▶ _REQUIREMENT_: Print the line containing "[(107, 41), (301, 254), (530, 82), (588, 473)]" and all lines after it to the end of the records below, exactly as written. No pictures.
+===+
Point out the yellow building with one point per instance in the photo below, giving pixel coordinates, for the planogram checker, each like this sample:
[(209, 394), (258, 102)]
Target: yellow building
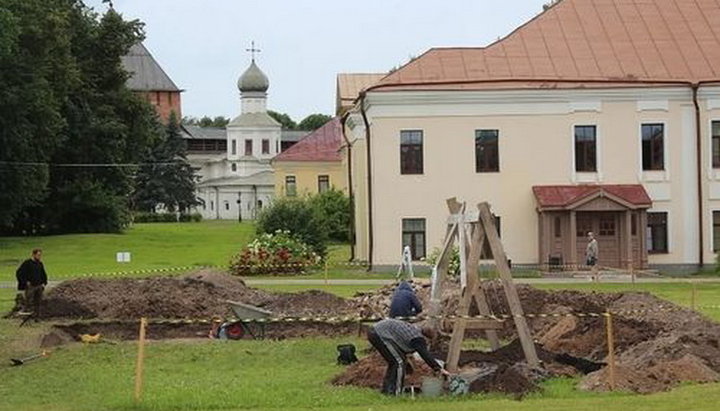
[(313, 165), (596, 115)]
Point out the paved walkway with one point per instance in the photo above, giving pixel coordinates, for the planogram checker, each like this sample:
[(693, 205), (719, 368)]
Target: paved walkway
[(611, 279)]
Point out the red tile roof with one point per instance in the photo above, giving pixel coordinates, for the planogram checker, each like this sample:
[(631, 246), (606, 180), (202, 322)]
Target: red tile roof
[(564, 196), (322, 144), (585, 42)]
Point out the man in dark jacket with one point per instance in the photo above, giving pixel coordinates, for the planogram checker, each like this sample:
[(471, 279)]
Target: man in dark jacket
[(32, 279), (404, 302), (394, 340)]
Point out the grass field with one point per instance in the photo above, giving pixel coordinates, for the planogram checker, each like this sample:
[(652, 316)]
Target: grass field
[(292, 374), (157, 245)]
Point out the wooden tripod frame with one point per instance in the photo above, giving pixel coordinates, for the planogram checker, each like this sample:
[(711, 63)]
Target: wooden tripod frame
[(471, 230)]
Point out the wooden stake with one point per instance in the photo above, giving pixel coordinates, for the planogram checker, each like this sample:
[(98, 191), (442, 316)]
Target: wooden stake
[(611, 350), (326, 280), (526, 340), (693, 296), (140, 360)]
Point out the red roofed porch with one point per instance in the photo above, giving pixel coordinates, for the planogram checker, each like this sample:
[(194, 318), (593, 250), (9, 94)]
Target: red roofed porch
[(616, 214)]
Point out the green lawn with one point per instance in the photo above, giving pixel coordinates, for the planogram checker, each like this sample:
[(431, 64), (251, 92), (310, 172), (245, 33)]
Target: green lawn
[(158, 245), (707, 294), (291, 374)]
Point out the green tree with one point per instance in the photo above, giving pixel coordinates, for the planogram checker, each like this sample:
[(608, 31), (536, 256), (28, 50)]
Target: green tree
[(36, 73), (205, 121), (106, 124), (314, 122), (333, 206), (284, 120), (297, 216), (168, 180)]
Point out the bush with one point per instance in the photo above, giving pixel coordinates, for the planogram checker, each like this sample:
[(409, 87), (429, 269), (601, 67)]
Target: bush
[(166, 218), (277, 253), (298, 217), (333, 207), (454, 267)]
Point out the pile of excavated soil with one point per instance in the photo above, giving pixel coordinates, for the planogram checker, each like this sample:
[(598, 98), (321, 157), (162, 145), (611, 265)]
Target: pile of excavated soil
[(369, 372), (655, 349), (658, 344), (199, 295)]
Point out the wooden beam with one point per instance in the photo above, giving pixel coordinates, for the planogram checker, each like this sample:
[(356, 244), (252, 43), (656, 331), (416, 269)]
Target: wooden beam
[(477, 324), (479, 293), (501, 262)]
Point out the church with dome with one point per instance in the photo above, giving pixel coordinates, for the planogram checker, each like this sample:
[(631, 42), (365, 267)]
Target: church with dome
[(237, 183)]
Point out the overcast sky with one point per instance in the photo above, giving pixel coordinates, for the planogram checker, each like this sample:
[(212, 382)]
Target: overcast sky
[(305, 43)]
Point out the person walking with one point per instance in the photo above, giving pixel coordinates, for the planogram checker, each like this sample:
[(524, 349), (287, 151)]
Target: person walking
[(404, 302), (32, 279), (394, 340), (591, 255)]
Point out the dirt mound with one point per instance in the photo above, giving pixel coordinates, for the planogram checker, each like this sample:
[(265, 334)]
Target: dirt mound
[(369, 372), (198, 295), (309, 303), (660, 377)]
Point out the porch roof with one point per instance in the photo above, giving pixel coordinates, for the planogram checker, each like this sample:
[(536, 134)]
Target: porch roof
[(567, 197)]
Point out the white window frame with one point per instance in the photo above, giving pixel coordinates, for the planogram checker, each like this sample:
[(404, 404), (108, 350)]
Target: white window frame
[(655, 175), (713, 173), (582, 176), (669, 229)]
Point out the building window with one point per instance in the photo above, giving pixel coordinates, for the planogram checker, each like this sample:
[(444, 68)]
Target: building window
[(657, 237), (290, 186), (558, 227), (653, 146), (487, 155), (323, 184), (411, 152), (716, 231), (716, 143), (586, 149), (607, 226), (487, 250), (414, 236), (582, 227)]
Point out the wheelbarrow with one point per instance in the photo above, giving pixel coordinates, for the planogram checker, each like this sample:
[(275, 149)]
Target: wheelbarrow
[(245, 325)]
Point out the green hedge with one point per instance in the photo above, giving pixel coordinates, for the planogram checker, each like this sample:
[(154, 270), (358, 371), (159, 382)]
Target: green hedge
[(166, 218)]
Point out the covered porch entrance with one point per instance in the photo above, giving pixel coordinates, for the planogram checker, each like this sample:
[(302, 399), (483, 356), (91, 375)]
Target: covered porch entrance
[(614, 213)]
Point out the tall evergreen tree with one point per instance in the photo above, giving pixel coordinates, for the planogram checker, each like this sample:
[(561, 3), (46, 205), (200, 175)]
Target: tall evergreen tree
[(63, 100), (168, 180), (37, 70)]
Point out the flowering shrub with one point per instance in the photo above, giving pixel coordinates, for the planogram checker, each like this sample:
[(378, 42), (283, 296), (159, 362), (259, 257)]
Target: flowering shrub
[(276, 253), (453, 267)]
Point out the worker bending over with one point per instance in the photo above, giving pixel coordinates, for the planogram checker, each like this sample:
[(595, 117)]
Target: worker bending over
[(32, 279), (404, 302), (394, 340)]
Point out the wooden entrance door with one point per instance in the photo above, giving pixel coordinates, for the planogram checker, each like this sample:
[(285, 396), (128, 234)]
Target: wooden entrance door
[(606, 226)]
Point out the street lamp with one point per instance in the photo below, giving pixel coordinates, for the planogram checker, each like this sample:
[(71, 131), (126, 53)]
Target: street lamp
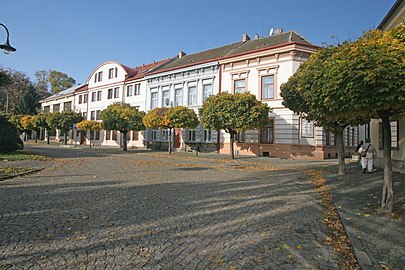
[(6, 47)]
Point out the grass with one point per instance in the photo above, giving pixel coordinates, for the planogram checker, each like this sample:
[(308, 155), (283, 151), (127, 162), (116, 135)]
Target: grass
[(8, 171), (15, 156)]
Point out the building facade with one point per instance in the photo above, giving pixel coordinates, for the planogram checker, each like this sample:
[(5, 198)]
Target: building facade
[(258, 66)]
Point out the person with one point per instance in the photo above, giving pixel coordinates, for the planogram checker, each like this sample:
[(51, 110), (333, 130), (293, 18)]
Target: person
[(357, 152), (367, 160)]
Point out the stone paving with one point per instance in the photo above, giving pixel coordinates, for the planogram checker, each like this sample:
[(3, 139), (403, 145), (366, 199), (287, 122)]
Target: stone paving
[(378, 240), (141, 210)]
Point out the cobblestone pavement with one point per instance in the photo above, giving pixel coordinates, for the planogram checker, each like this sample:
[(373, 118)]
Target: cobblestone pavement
[(141, 210), (378, 239)]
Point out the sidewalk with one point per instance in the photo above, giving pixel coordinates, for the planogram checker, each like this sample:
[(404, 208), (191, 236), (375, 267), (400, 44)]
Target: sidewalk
[(378, 240)]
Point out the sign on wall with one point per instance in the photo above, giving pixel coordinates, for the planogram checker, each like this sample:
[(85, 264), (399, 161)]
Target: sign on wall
[(307, 128)]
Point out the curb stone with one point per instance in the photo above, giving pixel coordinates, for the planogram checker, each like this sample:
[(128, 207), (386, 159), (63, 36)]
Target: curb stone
[(27, 172)]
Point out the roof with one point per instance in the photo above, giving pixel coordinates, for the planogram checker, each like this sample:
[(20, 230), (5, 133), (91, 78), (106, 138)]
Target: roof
[(391, 13), (65, 92), (234, 49), (142, 70)]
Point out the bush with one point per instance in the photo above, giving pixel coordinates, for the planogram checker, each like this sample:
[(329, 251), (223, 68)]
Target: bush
[(9, 139)]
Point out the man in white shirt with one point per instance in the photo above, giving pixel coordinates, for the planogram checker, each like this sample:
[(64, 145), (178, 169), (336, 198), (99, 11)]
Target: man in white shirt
[(367, 152)]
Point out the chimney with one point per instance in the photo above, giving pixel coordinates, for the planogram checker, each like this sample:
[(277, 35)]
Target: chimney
[(245, 38)]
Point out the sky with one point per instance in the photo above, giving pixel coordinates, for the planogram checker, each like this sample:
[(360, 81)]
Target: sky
[(75, 36)]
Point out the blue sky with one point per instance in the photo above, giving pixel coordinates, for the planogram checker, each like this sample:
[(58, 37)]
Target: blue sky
[(74, 36)]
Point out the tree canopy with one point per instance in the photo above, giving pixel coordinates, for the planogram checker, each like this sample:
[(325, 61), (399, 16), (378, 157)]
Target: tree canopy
[(64, 121), (90, 125), (176, 117), (122, 117), (233, 113)]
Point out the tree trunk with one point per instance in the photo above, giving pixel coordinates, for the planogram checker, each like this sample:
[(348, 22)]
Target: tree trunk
[(47, 135), (387, 201), (341, 152), (89, 137), (125, 141), (170, 140), (232, 138)]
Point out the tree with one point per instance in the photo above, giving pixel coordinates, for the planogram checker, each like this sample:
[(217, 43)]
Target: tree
[(90, 125), (233, 113), (9, 139), (122, 117), (28, 102), (59, 81), (353, 82), (27, 125), (374, 67), (314, 92), (176, 117), (64, 121)]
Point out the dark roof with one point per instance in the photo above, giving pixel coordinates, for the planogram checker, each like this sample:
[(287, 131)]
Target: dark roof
[(233, 49), (390, 13), (139, 72)]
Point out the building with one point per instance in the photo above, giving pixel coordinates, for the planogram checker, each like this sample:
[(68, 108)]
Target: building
[(258, 66), (394, 17)]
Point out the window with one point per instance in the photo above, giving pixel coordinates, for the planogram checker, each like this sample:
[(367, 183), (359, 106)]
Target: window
[(165, 135), (327, 137), (266, 133), (240, 137), (178, 98), (153, 100), (239, 86), (110, 73), (137, 89), (116, 92), (97, 134), (191, 135), (165, 98), (268, 87), (394, 135), (93, 96), (207, 135), (98, 95), (153, 136), (130, 90), (67, 106), (207, 91), (192, 95), (135, 135), (56, 108)]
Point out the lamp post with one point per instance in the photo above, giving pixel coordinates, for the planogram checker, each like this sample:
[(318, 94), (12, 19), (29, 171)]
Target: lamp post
[(168, 102), (6, 47)]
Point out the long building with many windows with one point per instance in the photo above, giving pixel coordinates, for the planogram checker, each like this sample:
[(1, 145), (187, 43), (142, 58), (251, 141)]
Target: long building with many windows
[(258, 66)]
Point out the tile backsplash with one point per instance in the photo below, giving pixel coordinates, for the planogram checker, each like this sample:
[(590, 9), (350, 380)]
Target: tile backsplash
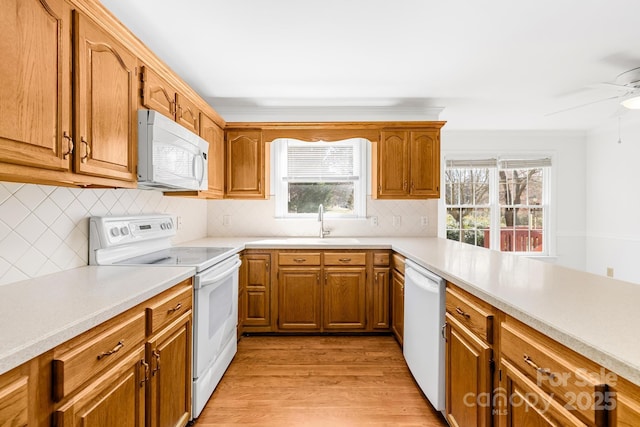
[(228, 218), (44, 229)]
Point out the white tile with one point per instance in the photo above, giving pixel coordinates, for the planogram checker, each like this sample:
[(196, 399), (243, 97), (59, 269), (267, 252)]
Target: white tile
[(47, 212), (13, 247), (48, 243), (62, 197), (31, 262), (30, 195), (4, 194), (13, 212), (87, 198), (62, 226), (13, 275), (31, 228)]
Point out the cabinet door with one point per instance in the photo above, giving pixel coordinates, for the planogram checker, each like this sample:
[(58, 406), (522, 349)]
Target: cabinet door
[(245, 164), (467, 377), (257, 290), (35, 94), (187, 114), (344, 298), (425, 164), (157, 94), (169, 357), (393, 164), (527, 405), (105, 103), (116, 398), (212, 133), (299, 299), (380, 299), (397, 305)]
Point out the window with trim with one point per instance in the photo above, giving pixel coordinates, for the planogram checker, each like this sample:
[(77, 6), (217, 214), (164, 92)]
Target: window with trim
[(501, 204), (308, 174)]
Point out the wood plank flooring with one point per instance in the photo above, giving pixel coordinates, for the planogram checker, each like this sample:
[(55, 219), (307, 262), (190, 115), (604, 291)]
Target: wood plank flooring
[(318, 381)]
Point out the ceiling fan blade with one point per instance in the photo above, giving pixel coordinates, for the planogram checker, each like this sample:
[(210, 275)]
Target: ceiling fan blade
[(582, 105)]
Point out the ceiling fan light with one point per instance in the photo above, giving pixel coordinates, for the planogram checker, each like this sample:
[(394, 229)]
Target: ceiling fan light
[(632, 103)]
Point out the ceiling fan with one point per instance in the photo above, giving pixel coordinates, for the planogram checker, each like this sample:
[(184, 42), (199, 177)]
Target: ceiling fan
[(627, 84)]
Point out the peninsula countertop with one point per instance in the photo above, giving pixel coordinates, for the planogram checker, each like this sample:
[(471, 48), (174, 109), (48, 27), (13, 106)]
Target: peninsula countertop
[(41, 313), (595, 316)]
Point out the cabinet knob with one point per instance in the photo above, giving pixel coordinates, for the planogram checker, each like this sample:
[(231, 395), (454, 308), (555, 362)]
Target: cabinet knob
[(87, 150), (66, 136)]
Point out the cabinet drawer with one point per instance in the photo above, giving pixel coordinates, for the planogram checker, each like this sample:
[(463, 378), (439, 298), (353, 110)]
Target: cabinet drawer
[(380, 258), (168, 306), (345, 258), (567, 377), (470, 313), (398, 262), (299, 258), (84, 357)]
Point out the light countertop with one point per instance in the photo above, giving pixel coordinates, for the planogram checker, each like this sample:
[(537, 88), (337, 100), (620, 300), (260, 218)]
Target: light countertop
[(39, 314), (595, 316)]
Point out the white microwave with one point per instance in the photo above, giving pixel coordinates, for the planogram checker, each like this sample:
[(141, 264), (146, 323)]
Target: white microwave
[(170, 157)]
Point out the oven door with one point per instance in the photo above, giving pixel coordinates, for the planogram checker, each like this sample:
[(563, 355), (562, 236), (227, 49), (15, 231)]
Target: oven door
[(216, 312)]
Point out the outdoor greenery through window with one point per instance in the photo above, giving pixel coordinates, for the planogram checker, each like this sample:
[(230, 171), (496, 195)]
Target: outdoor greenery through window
[(314, 173), (499, 204)]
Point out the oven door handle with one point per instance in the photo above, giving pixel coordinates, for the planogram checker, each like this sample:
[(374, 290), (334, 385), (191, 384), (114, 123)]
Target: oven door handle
[(205, 281)]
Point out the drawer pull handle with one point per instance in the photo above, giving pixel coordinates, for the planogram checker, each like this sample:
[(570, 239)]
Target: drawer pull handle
[(115, 349), (145, 376), (176, 308), (543, 371), (157, 368), (462, 313)]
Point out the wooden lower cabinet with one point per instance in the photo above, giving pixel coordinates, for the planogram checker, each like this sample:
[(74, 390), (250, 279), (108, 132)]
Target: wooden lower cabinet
[(169, 387), (257, 288), (397, 305), (299, 306), (467, 377), (115, 398), (133, 370), (380, 298), (344, 298)]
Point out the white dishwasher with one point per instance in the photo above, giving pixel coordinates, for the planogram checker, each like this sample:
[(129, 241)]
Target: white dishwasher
[(423, 344)]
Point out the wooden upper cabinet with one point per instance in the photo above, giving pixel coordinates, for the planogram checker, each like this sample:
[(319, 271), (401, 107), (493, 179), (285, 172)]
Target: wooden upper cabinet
[(187, 114), (407, 164), (393, 164), (157, 94), (35, 94), (105, 103), (424, 153), (214, 135), (246, 160)]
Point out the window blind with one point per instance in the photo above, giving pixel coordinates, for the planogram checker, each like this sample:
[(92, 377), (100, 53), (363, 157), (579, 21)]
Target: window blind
[(321, 163)]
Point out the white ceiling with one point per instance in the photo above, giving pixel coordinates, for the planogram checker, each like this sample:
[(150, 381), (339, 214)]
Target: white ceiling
[(495, 64)]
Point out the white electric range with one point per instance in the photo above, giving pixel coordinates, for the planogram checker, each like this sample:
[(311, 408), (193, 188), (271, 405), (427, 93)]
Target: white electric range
[(146, 240)]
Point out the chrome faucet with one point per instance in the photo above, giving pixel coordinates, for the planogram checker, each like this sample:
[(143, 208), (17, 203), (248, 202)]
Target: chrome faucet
[(323, 232)]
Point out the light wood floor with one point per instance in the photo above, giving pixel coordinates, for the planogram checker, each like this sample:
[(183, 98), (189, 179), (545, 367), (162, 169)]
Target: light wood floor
[(318, 381)]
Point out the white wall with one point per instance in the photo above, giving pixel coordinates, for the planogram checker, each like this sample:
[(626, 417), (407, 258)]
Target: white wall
[(613, 198), (568, 193), (44, 229)]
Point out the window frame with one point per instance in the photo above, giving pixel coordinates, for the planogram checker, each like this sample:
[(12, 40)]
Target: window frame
[(280, 184), (545, 205)]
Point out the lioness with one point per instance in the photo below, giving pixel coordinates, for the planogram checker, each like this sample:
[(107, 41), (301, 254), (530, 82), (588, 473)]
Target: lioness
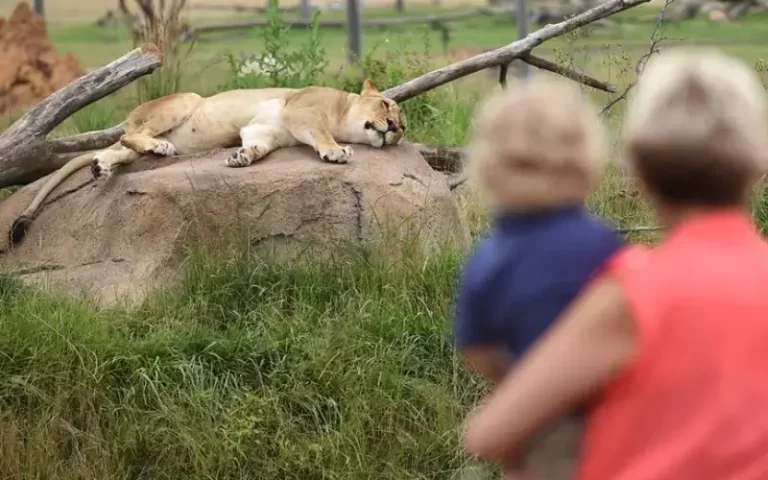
[(260, 120)]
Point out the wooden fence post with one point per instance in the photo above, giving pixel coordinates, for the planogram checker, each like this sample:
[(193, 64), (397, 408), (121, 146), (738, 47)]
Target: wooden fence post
[(522, 31)]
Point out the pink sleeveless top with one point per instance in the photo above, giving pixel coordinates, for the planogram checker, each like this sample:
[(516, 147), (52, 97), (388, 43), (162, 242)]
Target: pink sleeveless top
[(693, 404)]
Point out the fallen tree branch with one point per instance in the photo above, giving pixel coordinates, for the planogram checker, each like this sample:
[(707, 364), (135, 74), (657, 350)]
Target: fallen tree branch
[(25, 155), (87, 141), (504, 55), (653, 48), (566, 72), (442, 159)]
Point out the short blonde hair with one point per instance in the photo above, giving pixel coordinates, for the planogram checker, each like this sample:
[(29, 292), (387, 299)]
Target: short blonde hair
[(696, 129), (538, 145)]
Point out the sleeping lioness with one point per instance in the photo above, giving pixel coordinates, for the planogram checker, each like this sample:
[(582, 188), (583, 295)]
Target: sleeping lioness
[(259, 120)]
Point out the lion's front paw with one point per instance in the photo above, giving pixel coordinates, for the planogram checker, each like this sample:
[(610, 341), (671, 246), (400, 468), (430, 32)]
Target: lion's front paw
[(100, 168), (337, 154), (241, 158), (164, 148)]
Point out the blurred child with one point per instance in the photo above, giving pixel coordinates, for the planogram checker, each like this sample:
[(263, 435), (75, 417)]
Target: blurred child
[(669, 346), (537, 153)]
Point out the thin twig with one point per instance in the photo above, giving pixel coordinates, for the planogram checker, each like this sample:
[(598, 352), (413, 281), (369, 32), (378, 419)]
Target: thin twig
[(624, 231), (640, 66)]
+===+
▶ _ANSWER TO THIS EXERCISE_:
[(107, 41), (301, 254), (530, 82), (588, 473)]
Target: lioness
[(260, 120)]
Point out the wooden fence post with one point per instance in the photo above, giving pixel coordinates, for the planogram checker, each like this sample:
[(193, 64), (397, 408), (121, 146), (738, 47)]
Target: wooden fence post
[(522, 31)]
Point out the pink sleeveless top with one point per instance in the photo above, giving pixel coordinates, for the planogram checker, each like this sample:
[(516, 147), (52, 97), (388, 43), (162, 242)]
Target: pink sleeveless top
[(693, 404)]
Point out the fallen tree branch with one point per instance in the photo above, giving pixel coordinates, for the planogram checker, each like this sample:
[(707, 364), (135, 74), (657, 350)]
Target: fallen tree branch
[(25, 155), (87, 141), (504, 55), (653, 48), (566, 72), (442, 159)]
Point out the short blonde hair with one point per instance in the photo above, giving pixel coordinates, for the planogram checker, each like this sample:
[(29, 292), (387, 299)]
Target: short blonde hair
[(696, 129), (538, 145)]
Point out the sleeping lioness with one point per instance in the photo above, giving pixel coordinates, for the planogram checker, each like this sample:
[(582, 188), (583, 295)]
Target: sleeping lioness
[(259, 120)]
Point out the lion's front paw with one point per instance in the photo above, giving pixel coordinates, for the planogram checker, each like this sample:
[(610, 341), (671, 246), (400, 468), (430, 32)]
Target: lion's front paw
[(100, 168), (337, 154), (241, 158), (164, 148)]
Point out the blurred child with one point per instance in the photo above, giving pixel coordinates, for the planogram checker, each like this sample:
[(263, 435), (75, 417)]
Target: blurred child
[(669, 346), (537, 153)]
Point out the thin twig with one point per instance in the photo above, giving pixel coordinates, for the planogram checker, each like this sample:
[(598, 352), (413, 281), (369, 32), (378, 419)]
Target: thin twig
[(624, 231), (640, 66)]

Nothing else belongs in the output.